**TEXT BLOCK**
Below here are the footnotes from the Translation of the Dairies into English from Spanish which were published back in 1930. The descriptions given in the above from Anza and Font are  observations of the same event on the same day and written in their respective journals and a interpretation below of both of these and the area in question along with the 1930s photograph of the old Fred Clark (now Cary) Ranch posted below. 
ANZA'S CALIFORNIA  EXPEDITIONS   VOLUME III 
  THE SAN FRANCISCO COLONY ,  DIARIES OF ANZA, FONT, AND EIXARCH, AND  NARRATIVES BY PALOU AND MORAGA 
  TRANSLATED FROM THE ORIGINAL SPANISH  MANUSCRIPTS AND EDITED   BY  HERBERT EUGENE BOLTON   PROFESSOR OF AMERICAN HISTORY AND   DIRECTOR OF THE BANCROFT LIBRARY   UNIVERSITY OF CALIFORNIA     UNIVERSITY OF CALIFORNIA PRESS   BERKELEY, CALIFORNIA   1930 
Archive.org: Anza's California Expedition 
An Archive of Anza's Journal and Footnote Commentary 
1. Puerto de San Carlos was the pass at Fred Clark 's corral, at the east end of Cahuilla Valley. Above the Upper Willows some three or  four miles the canyon forks, with Horse Canyon on the right (ascending), Nance Canyon in the middle, and the main canyon (Tule) at  the left. Passing the mouth of Horse Canyon, Anza climbed the ridge between Nance and Tule and camped at the fine springs in the  flat just before reaching Fred Clark 's corral. The flat is in Nance  Canyon where it swings around to the trail again. Anza gives the  distance as two and one-half leagues, and Font as three leagues,  which is more nearly correct. Font's description of the route is excellent: The road follows the principal arroyo of the dry canyon, which gets much narrower until the foot of the ridge is reached, which now has some rather bad spots. The ridge is divided into two stretches; the first is rather bad and long, the second less so, and  between the two there is a fairly level stretch. From the highest point one descends a rather narrow, dry arroyo, and on reaching some  large round rocks one descends a gentle and short slope to the flat  where camp was made. The two ridges and the arroyo are clearly recognized by one following the trail today, and the large round rocks are still plainly to be seen. A superb diarist was Font. 

Photo image: Hamilton Museum (Fred Clark Ranch)

This view appears to be looking north towards Thomas Mountain with Mount San Jacinto in the background. The foreground vegetation is the common Silver Sagebrush (Artemisia cana) which is everywhere up in those high elevation valleys. Now I want to mention that beyond these plants and the willows in the foreground, no doubt there were massive meadows of various Sedges, as the water table would have been extremely high and much closer to the surface back then on all these valley floors. When I first visited here in the middle of the 1978-1984 heavy El Nino climate wet period which seemed to almost mirror the climate pattern Anza and Font wrote about, the Cary Ranch as I stood there getting a grand tour around the place was loaded with sedge meadows, some large patches even extending north out into the large grassy plain which you can see to the left of the Barn in the above older and newer photographs of the ranch. When Anza and Font speak of the Trek from San Carlos Pass to the area of Tripp Flats having great travel difficulty because the extremely heavy moisture content which made the ground very miry, and I can certainly vouch for that. In this photo here in this Link , I was once driving out across this plain to visit an elderly native Cahuilla and his wife. This was around 1981 on a clear sunny day and the road looked clean, fine and dry with two dirt tracks with sedge grasses on either side and in the middle. Just following the worn tire tracks I noticed that I started losing power to the vehicle and couldn't figure out what was wrong.  It became worse until suddenly I stopped and couldn't go any where further. I got out and noticed that the vehicle had sunk up to the frame in that muck. This soil here is extremely fine and miry as Anza described. The old Cahuilla gentleman walked out across the Prairie with what seemed 20+ dogs and told me they never drive anywhere in Wintertime. Only a Farm Caterpillar creating the new potato field north of that yellow Pin point I put on the Google map could pull me back out to the dry dirt road towards lower Bautista dirt Road.

**DATA SHOWN**
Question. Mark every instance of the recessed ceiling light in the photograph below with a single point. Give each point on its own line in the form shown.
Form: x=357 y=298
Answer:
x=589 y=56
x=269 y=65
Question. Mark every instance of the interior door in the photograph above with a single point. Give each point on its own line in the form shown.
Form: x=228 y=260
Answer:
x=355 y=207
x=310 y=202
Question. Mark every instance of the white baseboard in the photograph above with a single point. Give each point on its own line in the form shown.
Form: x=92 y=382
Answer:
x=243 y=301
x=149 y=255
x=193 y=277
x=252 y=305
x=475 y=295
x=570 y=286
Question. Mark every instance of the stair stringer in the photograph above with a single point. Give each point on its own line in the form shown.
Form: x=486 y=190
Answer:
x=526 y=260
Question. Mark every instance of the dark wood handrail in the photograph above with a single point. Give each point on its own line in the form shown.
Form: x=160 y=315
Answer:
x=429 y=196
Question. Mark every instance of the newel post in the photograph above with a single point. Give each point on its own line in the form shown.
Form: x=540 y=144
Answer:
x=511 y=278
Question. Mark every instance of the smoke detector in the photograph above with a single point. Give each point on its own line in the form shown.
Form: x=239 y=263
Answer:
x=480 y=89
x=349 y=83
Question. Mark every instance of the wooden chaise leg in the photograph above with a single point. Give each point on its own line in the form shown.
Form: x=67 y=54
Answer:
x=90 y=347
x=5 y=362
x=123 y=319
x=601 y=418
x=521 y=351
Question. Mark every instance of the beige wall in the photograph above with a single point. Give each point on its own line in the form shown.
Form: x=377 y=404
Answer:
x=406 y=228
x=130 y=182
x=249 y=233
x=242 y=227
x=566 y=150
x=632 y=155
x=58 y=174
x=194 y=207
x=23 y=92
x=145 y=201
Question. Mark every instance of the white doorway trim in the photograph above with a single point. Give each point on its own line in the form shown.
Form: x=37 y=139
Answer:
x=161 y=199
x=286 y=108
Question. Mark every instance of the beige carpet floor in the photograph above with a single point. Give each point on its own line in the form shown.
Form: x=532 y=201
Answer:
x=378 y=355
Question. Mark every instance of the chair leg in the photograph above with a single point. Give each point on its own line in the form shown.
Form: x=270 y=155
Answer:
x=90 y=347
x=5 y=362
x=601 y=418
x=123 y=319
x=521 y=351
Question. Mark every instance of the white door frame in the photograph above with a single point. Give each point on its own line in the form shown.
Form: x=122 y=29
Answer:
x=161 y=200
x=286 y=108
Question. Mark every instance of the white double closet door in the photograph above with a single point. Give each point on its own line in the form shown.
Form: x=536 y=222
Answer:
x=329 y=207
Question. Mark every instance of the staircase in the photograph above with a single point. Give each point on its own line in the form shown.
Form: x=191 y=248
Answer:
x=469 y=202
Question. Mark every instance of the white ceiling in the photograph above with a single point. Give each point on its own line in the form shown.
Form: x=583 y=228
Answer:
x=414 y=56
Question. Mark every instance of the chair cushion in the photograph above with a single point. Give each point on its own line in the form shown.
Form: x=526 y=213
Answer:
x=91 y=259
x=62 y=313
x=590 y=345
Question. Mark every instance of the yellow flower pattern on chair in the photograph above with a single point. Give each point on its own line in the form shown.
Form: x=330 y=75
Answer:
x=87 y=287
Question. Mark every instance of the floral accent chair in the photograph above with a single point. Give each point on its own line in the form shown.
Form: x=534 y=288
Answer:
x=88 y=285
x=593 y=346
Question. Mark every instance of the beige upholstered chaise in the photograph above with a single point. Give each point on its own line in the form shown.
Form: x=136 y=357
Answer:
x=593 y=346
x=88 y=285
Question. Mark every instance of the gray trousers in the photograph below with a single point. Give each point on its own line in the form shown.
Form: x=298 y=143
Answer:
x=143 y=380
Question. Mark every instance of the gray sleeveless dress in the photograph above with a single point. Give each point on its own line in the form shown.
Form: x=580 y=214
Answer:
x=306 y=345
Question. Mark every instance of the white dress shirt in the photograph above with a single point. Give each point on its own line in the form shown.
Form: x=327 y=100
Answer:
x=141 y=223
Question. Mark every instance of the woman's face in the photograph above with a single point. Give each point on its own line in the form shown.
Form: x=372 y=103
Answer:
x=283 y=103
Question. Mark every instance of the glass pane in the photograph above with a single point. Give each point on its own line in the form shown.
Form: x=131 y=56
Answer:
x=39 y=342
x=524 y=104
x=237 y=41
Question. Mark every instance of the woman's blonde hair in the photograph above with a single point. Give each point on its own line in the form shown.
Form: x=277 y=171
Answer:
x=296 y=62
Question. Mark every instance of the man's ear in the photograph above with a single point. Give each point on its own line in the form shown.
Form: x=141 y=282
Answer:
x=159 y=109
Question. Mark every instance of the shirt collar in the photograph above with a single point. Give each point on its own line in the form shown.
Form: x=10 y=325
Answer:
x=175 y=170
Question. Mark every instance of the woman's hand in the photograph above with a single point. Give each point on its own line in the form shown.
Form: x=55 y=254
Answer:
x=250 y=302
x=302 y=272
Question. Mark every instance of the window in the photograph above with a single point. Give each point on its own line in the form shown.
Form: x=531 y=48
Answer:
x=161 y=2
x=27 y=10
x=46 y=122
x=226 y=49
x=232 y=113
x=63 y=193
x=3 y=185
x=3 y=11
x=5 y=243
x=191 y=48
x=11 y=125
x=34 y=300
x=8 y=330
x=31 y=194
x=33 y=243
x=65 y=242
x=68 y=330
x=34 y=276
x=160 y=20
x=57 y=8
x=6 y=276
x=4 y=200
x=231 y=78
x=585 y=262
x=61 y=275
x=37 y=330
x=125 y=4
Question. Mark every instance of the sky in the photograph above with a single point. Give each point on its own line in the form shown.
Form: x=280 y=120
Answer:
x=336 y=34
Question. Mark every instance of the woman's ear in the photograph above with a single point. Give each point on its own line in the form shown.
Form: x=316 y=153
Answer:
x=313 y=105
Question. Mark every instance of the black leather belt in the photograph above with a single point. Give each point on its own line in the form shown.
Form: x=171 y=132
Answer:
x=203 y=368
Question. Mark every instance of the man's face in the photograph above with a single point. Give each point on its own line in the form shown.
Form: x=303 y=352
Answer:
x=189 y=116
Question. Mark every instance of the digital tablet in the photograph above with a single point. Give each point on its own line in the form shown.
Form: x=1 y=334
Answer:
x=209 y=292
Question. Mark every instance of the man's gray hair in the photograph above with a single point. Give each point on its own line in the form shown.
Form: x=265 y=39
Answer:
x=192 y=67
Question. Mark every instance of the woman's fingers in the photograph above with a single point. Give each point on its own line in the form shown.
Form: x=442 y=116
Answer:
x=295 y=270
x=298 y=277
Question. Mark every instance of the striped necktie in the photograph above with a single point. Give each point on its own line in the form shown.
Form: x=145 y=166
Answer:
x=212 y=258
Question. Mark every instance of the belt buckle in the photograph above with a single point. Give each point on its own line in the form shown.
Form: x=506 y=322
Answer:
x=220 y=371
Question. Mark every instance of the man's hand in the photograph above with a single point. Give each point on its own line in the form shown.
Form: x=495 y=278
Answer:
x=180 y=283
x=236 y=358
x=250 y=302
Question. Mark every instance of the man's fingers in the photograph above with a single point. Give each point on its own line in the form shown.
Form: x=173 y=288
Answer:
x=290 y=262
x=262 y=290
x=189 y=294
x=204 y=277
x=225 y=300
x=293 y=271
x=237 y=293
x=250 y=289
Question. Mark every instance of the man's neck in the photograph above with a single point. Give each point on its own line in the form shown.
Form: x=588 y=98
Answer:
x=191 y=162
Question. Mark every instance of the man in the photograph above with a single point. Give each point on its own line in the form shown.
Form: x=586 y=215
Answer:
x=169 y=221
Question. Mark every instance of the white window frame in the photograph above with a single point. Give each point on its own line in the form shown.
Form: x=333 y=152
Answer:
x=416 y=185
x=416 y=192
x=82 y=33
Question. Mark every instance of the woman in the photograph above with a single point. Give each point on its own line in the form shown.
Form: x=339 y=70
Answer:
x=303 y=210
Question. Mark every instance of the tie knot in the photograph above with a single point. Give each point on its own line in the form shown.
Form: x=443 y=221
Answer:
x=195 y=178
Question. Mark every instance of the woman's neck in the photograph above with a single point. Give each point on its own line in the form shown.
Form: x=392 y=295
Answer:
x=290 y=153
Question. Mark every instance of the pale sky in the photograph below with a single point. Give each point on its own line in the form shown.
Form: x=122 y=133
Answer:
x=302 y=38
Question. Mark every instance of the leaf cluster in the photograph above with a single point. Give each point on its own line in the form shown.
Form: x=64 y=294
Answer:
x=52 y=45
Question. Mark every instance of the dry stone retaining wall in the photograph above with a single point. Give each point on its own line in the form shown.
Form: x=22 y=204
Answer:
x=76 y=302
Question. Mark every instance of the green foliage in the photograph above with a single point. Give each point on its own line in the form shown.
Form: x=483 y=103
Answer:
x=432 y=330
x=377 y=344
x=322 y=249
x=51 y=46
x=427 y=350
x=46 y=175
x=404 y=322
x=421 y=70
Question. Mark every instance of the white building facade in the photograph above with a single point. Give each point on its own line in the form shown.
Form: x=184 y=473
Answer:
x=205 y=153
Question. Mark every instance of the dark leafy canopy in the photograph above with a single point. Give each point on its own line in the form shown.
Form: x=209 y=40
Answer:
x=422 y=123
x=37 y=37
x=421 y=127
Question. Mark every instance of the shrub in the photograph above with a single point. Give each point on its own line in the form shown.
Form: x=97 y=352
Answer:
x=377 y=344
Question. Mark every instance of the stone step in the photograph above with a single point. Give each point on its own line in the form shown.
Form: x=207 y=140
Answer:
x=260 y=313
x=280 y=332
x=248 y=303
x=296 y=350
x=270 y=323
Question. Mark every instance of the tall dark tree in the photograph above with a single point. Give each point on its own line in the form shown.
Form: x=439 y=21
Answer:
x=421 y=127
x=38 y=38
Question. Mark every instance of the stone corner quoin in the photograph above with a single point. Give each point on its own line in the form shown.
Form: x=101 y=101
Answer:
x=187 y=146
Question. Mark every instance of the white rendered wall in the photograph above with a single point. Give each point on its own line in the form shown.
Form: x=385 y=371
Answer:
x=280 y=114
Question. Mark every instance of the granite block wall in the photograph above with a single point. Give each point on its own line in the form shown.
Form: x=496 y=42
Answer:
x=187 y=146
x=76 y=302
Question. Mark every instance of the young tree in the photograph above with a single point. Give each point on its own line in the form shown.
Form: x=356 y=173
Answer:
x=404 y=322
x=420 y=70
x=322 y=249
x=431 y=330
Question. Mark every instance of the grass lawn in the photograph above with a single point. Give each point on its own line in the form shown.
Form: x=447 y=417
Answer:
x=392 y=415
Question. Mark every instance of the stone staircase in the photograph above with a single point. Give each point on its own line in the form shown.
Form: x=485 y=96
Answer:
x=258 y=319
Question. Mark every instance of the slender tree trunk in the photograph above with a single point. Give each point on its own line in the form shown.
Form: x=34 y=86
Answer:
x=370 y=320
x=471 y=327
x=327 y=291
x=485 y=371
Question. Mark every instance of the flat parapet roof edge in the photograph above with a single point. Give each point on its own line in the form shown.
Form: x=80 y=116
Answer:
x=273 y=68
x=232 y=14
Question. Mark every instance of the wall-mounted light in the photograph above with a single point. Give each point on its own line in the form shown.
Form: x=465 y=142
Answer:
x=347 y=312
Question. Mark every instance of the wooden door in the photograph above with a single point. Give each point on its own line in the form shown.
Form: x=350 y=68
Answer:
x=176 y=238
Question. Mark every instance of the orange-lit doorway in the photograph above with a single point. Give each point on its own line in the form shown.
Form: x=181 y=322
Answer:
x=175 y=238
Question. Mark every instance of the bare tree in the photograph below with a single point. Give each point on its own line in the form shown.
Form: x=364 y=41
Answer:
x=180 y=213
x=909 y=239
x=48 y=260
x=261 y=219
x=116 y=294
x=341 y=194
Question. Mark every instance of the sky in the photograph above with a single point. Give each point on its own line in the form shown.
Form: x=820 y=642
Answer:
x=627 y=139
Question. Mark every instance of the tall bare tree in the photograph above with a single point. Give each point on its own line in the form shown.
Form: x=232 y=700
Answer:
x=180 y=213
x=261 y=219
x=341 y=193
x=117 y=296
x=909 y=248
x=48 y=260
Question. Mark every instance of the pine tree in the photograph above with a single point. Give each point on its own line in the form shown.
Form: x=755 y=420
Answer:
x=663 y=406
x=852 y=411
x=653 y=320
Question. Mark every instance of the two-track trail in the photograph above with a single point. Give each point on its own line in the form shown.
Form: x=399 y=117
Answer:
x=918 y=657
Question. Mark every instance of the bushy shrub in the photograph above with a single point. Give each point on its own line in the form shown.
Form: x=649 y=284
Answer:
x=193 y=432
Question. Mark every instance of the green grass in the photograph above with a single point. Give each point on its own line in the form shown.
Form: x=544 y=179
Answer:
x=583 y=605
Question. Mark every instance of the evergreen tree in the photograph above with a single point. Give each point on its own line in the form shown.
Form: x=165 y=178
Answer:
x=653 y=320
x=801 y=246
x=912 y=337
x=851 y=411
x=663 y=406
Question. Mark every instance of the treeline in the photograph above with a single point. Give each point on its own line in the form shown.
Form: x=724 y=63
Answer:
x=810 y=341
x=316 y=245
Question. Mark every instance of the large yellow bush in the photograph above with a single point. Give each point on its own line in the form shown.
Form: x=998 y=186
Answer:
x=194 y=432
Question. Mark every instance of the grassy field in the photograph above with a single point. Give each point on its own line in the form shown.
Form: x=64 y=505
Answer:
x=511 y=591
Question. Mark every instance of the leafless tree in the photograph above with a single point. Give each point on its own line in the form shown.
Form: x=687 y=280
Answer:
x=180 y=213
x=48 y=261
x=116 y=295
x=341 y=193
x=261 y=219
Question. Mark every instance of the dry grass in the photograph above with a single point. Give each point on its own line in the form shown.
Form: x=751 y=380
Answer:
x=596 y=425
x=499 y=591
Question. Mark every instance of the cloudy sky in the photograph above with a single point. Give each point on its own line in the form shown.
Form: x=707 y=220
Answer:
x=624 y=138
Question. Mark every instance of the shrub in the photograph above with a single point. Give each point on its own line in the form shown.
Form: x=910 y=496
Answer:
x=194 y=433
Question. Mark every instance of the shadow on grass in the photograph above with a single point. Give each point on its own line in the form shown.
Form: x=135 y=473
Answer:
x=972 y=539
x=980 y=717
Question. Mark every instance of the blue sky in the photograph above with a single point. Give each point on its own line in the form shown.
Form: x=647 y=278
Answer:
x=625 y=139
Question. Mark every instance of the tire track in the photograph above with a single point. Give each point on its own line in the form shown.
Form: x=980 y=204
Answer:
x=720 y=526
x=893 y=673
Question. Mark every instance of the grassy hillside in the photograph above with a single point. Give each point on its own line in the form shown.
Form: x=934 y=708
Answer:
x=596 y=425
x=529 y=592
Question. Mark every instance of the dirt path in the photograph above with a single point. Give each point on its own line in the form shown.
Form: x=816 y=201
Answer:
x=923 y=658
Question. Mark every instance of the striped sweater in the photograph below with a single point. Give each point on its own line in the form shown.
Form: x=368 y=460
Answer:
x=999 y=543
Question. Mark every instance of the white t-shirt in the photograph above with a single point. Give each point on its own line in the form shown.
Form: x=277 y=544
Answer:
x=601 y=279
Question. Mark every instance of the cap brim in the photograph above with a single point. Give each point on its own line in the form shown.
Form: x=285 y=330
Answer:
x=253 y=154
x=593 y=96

**EXERCISE REQUIREMENTS**
• a. In the text on Anza's expedition route, what distance does Font give for the march to the camp near Fred Clark's corral?
• b. Reproduce the stretch of the text on Anza's expedition route from "Below here are" through "Ranch posted below.".

**THE RESULTS**
• a. Three leagues.

• b.
Below here are the footnotes from the Translation of the Dairies into English from Spanish which were published back in 1930. The descriptions given in the above from Anza and Font are  observations of the same event on the same day and written in their respective journals and a interpretation below of both of these and the area in question along with the 1930s photograph of the old Fred Clark (now Cary) Ranch posted below.